Né à Liège en 1938, Léon Wuidar commence à peindre en autodidacte dès 1955 en cherchant à s’orienter parmi les multiples voies que la peinture figurative présente encore à cette époque. Après une période de recherches tous azimuts, en quête de son identité artistique, il abandonne en 1963 la figuration au profit de l’abstraction, tout en ayant parfaitement conscience de ne pas appartenir à la génération de ses pionniers, mais bien décidé à en poursuivre l’aventure et surtout en perfectionner l’esthétique. Historiquement, son œuvre se distingue ainsi par la minutie qu’il ajoute à la facture relativement élémentaire des tableaux de ce registre que lui révèlent les reproductions de deux tableaux de Ben Nicholson découverts dans une revue en fouillant la charrette d’un bouquiniste. Quand il s’engage quinze ans plus tard, avec un tableau comme À perte de vue (1968), dans ce même style néo-plasticien, Léon Wuidar aura le projet en effet de le faire évoluer vers une peinture lisse et claire où la couleur, habitée par une certaine volupté, y soit épanouie : “Visiteur attentif des galeries, confiait-il à Ben Durant, je regardais ces tableaux abstraits avec cette réflexion récurrente : ce que je vois a quelque chose de primitif, à la fois par sa spontanéité, la simplicité des moyens et, dans le meilleur des cas, la fraîcheur des couleurs. J’imaginais une évolution de la peinture abstraite : la réalisation d’un travail plus profond, plus équilibré, que l’on aurait défini comme un art classique. J’avais évidemment à l’esprit l’évolution de l’art grec, on y voit fort bien les changements depuis les kouroi et les korai archaïques, jusqu’à l’équilibre de la période du IVe siècle.

*-*-*

EXERCICE A —
Indiquez le nombre de lignes ci-dessous qui contiennent le mot « pole », sans rien ajouter d'autre.

DONNÉES EXTRAITES —
*-*-*

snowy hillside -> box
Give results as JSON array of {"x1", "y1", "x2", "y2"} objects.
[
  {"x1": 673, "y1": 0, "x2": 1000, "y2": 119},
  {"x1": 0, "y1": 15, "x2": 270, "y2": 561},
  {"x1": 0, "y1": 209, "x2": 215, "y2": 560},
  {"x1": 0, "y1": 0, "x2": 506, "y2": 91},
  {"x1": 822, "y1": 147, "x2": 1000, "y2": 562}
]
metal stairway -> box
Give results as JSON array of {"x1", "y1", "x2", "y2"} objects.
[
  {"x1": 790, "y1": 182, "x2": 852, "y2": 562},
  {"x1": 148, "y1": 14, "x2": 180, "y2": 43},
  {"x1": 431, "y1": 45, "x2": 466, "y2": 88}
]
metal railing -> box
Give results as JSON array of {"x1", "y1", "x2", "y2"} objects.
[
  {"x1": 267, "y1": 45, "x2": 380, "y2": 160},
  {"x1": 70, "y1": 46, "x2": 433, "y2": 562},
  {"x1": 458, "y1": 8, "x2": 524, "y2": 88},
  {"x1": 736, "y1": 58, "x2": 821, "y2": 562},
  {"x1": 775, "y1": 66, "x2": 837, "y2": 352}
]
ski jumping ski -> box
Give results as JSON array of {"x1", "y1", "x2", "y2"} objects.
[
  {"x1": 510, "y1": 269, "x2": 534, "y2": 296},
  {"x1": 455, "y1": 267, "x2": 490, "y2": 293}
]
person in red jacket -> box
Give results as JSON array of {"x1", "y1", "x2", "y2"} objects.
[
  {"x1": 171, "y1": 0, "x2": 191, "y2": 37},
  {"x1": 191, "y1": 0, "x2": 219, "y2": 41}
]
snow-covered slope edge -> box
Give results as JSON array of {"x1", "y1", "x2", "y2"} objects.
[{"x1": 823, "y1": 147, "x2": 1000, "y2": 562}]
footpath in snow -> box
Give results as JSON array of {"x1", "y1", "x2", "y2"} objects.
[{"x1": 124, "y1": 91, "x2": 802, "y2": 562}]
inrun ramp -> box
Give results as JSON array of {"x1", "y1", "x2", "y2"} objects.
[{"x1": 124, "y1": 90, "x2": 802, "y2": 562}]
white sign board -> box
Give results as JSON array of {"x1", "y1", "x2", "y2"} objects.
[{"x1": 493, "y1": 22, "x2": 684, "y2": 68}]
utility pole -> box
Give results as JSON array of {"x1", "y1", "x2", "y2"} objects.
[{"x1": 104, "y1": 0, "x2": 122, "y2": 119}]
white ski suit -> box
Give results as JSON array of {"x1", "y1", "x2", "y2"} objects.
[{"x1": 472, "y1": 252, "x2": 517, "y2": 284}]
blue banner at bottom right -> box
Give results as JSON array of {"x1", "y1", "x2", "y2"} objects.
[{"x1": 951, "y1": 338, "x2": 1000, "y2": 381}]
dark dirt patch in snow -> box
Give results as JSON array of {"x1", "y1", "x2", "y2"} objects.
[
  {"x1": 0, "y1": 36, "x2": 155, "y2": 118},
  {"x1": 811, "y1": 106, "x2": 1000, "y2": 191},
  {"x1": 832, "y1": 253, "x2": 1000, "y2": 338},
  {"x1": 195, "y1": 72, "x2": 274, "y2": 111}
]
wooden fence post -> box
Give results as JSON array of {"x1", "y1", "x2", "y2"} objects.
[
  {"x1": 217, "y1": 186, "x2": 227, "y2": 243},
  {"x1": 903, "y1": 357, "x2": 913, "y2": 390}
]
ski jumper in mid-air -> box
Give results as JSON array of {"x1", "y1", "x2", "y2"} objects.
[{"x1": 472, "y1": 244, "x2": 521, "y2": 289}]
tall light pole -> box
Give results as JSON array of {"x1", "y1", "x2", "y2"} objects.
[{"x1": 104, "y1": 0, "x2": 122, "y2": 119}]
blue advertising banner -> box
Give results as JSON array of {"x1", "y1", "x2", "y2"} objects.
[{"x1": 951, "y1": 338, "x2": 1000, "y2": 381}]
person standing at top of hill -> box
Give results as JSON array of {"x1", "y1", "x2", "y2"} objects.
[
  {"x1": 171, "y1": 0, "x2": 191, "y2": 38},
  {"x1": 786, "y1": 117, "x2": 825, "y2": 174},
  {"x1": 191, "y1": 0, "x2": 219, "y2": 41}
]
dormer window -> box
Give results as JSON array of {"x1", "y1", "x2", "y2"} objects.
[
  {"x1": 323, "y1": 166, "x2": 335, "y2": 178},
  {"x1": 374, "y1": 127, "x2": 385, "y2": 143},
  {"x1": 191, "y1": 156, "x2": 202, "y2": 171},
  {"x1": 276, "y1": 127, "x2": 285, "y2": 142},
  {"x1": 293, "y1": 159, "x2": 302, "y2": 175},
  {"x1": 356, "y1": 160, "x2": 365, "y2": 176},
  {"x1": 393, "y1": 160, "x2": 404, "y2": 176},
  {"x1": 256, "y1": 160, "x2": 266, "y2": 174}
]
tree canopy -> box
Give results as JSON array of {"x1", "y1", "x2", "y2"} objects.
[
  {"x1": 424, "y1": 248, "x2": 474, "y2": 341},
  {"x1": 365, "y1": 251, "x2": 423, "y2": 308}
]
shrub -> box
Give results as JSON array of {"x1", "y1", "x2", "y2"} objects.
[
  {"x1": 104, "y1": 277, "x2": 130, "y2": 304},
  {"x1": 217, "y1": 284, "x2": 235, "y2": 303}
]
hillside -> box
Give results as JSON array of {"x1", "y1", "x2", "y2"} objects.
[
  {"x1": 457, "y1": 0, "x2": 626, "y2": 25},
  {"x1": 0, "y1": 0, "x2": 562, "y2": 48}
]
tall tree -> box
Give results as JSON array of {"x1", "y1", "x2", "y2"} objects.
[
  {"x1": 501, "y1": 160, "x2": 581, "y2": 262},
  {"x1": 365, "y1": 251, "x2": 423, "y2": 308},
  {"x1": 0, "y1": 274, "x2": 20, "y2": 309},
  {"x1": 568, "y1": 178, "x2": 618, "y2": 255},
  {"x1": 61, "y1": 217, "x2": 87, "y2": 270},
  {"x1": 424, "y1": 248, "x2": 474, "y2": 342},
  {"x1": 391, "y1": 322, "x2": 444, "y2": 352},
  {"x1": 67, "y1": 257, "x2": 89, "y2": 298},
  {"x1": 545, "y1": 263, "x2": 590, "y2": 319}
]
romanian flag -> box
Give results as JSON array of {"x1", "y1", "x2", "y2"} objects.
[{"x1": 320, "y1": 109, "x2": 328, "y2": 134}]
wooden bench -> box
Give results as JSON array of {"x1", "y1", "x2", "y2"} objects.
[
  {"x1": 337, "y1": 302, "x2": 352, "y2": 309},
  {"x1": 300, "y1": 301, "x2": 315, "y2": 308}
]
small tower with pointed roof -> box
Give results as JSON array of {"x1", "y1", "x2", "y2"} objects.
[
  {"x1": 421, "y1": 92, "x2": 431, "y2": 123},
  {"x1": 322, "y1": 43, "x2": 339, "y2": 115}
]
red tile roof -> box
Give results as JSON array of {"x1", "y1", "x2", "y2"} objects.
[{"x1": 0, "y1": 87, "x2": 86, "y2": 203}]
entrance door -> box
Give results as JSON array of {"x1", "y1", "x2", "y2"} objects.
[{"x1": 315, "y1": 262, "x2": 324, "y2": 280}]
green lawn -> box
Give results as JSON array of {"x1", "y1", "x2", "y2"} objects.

*-*-*

EXERCICE B —
Reproduisez à l'identique, du premier au dernier mot, l'extrait ci-dessus consacré au parcours de Léon Wuidar.

CORRIGÉ DÉTAILLÉ A —
2

CORRIGÉ DÉTAILLÉ B —
Né à Liège en 1938, Léon Wuidar commence à peindre en autodidacte dès 1955 en cherchant à s’orienter parmi les multiples voies que la peinture figurative présente encore à cette époque. Après une période de recherches tous azimuts, en quête de son identité artistique, il abandonne en 1963 la figuration au profit de l’abstraction, tout en ayant parfaitement conscience de ne pas appartenir à la génération de ses pionniers, mais bien décidé à en poursuivre l’aventure et surtout en perfectionner l’esthétique. Historiquement, son œuvre se distingue ainsi par la minutie qu’il ajoute à la facture relativement élémentaire des tableaux de ce registre que lui révèlent les reproductions de deux tableaux de Ben Nicholson découverts dans une revue en fouillant la charrette d’un bouquiniste. Quand il s’engage quinze ans plus tard, avec un tableau comme À perte de vue (1968), dans ce même style néo-plasticien, Léon Wuidar aura le projet en effet de le faire évoluer vers une peinture lisse et claire où la couleur, habitée par une certaine volupté, y soit épanouie : “Visiteur attentif des galeries, confiait-il à Ben Durant, je regardais ces tableaux abstraits avec cette réflexion récurrente : ce que je vois a quelque chose de primitif, à la fois par sa spontanéité, la simplicité des moyens et, dans le meilleur des cas, la fraîcheur des couleurs. J’imaginais une évolution de la peinture abstraite : la réalisation d’un travail plus profond, plus équilibré, que l’on aurait défini comme un art classique. J’avais évidemment à l’esprit l’évolution de l’art grec, on y voit fort bien les changements depuis les kouroi et les korai archaïques, jusqu’à l’équilibre de la période du IVe siècle.